TASK INSTRUCTIONS:
Answer these questions using the passage on Special Olympics Malawi.
1. In what year was Malawi named one of the first Special Olympics Healthy Communities?
2. How many remote villages did volunteer health care providers reach in April?
3. Which sport was introduced as the third sport in Special Olympics Malawi's programming?

DOCUMENT EXTRACT Start Marker

In 2012, Malawi was named one of the very first Special Olympics Healthy Communities, in recognition of its outstanding work with the Special Olympics global health program Healthy Athletes.
In April, volunteer health care providers braved rainstorms and other challenges to reach Special Olympics athletes in eight remote villages and provide direct health services and family education. Some of the athletes had never visited a clinical doctor before! Special Olympics Malawi’s innovation includes adoption of the UNICEF-sanctioned WASH curriculum (Water, Sanitation and Hygiene) for children in a number of communities throughout the country, the creation of an athlete-led vegetable garden to offer a sustained source of healthy food, and a national campaign to offer direct family health education through the Special Olympics Family Health Forum model.
The Special Olympics Youth Athletes program recently expanded its reach as well. Previously offered only in the central region of Malawi, volunteers this year have pushed out into the northern region and plan to offer events in the southern part of the country in the future. Currently, more than 400 young athletes and 500 family members participate.
Thanks to support from Special Olympics International, Special Olympics Malawi has also expanded its sports programming in the last couple of years – more than doubling the number of involved family members, tripling the number of local competitions, introducing a third sport (basketball), and training 24 athletes in the Athlete Leadership Program.

DOCUMENT EXTRACT End Marker
DATA PROVIDED Start Marker

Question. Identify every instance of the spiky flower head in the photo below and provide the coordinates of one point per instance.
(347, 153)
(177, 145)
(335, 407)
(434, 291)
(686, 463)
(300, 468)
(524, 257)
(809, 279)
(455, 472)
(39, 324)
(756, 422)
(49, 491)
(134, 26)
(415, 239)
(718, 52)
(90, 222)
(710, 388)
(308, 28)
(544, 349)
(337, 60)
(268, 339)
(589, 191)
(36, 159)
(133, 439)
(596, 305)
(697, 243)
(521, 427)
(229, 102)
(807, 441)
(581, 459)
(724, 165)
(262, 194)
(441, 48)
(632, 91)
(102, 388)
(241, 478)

DATA PROVIDED End Marker

OUTPUT OF THE EXERCISE:
1. 2012
2. Eight
3. Basketball